▸ Assignment
Set down each entry exactly as it stands, without altering a single character.

BEGIN Extracted records

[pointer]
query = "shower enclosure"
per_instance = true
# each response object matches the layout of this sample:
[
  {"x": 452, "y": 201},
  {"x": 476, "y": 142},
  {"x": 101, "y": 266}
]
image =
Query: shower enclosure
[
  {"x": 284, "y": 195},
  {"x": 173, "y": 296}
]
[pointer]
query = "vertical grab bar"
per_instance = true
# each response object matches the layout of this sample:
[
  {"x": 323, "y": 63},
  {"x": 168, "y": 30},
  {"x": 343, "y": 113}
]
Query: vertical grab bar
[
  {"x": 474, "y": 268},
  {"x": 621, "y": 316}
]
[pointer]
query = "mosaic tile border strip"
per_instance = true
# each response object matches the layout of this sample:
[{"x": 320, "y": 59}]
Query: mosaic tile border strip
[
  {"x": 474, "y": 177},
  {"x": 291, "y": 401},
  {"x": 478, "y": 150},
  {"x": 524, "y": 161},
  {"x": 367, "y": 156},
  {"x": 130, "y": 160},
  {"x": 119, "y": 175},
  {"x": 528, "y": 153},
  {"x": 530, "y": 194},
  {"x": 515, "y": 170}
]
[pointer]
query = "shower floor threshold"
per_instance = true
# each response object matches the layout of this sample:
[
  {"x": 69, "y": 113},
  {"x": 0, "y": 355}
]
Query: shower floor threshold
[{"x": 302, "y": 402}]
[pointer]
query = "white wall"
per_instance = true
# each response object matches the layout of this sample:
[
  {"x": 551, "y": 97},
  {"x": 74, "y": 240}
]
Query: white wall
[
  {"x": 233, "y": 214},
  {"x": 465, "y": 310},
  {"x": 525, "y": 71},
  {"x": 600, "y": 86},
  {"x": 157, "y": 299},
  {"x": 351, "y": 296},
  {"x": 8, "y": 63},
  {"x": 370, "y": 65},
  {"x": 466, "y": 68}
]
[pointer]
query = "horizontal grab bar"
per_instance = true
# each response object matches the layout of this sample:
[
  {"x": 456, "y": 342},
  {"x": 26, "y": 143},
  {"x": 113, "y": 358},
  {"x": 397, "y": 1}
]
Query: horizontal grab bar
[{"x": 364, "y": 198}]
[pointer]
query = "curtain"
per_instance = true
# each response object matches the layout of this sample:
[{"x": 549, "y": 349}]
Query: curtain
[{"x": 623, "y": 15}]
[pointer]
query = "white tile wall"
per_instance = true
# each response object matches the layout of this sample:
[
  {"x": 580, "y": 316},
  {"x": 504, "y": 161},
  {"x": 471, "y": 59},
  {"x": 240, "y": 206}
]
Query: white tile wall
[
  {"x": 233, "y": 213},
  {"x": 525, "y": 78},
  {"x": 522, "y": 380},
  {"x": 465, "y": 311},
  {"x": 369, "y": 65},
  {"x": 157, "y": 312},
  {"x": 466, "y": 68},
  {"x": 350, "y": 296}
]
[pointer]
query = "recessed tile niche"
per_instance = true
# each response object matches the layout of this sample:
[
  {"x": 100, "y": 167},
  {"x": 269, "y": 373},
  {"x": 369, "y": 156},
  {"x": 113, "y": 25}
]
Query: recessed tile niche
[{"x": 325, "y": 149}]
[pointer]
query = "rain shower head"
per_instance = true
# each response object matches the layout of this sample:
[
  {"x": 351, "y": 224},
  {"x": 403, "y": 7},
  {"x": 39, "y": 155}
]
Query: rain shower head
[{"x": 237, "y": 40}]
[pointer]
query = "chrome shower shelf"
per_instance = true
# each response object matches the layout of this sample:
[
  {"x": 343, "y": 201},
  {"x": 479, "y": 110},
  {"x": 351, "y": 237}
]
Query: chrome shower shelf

END Extracted records

▸ Result for this task
[pointer]
query = "shower enclosure"
per_instance = true
# each response object matches the layout of this sample:
[
  {"x": 452, "y": 201},
  {"x": 476, "y": 142},
  {"x": 101, "y": 266}
]
image =
Query: shower enclosure
[
  {"x": 284, "y": 195},
  {"x": 173, "y": 296}
]
[pointer]
query = "vertical grab bar"
per_instance = true
# each response object matches the layout of this sample:
[
  {"x": 323, "y": 63},
  {"x": 168, "y": 30},
  {"x": 343, "y": 113}
]
Query: vertical grab bar
[
  {"x": 474, "y": 268},
  {"x": 621, "y": 316}
]
[pointer]
query = "mosaic tile border strip"
per_instance = true
# each response object matches the layout of this sample:
[{"x": 320, "y": 59}]
Query: mosaic tile border strip
[
  {"x": 474, "y": 177},
  {"x": 291, "y": 401},
  {"x": 478, "y": 150},
  {"x": 524, "y": 161},
  {"x": 367, "y": 156},
  {"x": 130, "y": 160},
  {"x": 119, "y": 175},
  {"x": 528, "y": 153},
  {"x": 530, "y": 194},
  {"x": 515, "y": 170}
]
[pointer]
query = "shower floor threshold"
per_instance = true
# each response object matches the layout of this sample:
[
  {"x": 69, "y": 113},
  {"x": 0, "y": 355}
]
Query: shower floor threshold
[{"x": 302, "y": 402}]
[pointer]
query = "white wall"
per_instance = true
# each response object matches the layout of this sample:
[
  {"x": 551, "y": 97},
  {"x": 74, "y": 240}
]
Query: white wall
[
  {"x": 233, "y": 214},
  {"x": 465, "y": 310},
  {"x": 525, "y": 71},
  {"x": 600, "y": 86},
  {"x": 157, "y": 299},
  {"x": 351, "y": 296},
  {"x": 8, "y": 63},
  {"x": 370, "y": 65},
  {"x": 466, "y": 68}
]
[pointer]
query = "horizontal grab bar"
per_instance = true
# each response object matches the layout of this sample:
[
  {"x": 456, "y": 342},
  {"x": 26, "y": 143},
  {"x": 113, "y": 358},
  {"x": 397, "y": 1}
]
Query: horizontal grab bar
[{"x": 364, "y": 198}]
[pointer]
query = "curtain"
per_instance = true
# each response object matches the layout of this sample:
[{"x": 549, "y": 349}]
Query: curtain
[{"x": 623, "y": 15}]
[pointer]
query = "white tile wall"
per_instance = true
# each response object matches the layout of this sample:
[
  {"x": 580, "y": 316},
  {"x": 504, "y": 161},
  {"x": 471, "y": 59},
  {"x": 240, "y": 206}
]
Query: white tile wall
[
  {"x": 233, "y": 213},
  {"x": 525, "y": 78},
  {"x": 522, "y": 380},
  {"x": 465, "y": 311},
  {"x": 369, "y": 65},
  {"x": 157, "y": 312},
  {"x": 466, "y": 68},
  {"x": 350, "y": 296}
]
[pointer]
query = "recessed tile niche"
per_instance = true
# each response object matches the layout of this sample:
[
  {"x": 100, "y": 167},
  {"x": 269, "y": 373},
  {"x": 369, "y": 156},
  {"x": 113, "y": 25}
]
Query: recessed tile niche
[{"x": 325, "y": 149}]
[pointer]
query = "rain shower head"
per_instance = true
# each response object matches the layout of this sample:
[
  {"x": 351, "y": 224},
  {"x": 403, "y": 7},
  {"x": 39, "y": 155}
]
Query: rain shower head
[{"x": 237, "y": 40}]
[pointer]
query = "chrome shower shelf"
per_instance = true
# each response object matches the layout of this sample:
[
  {"x": 343, "y": 201},
  {"x": 479, "y": 110},
  {"x": 351, "y": 237}
]
Query: chrome shower shelf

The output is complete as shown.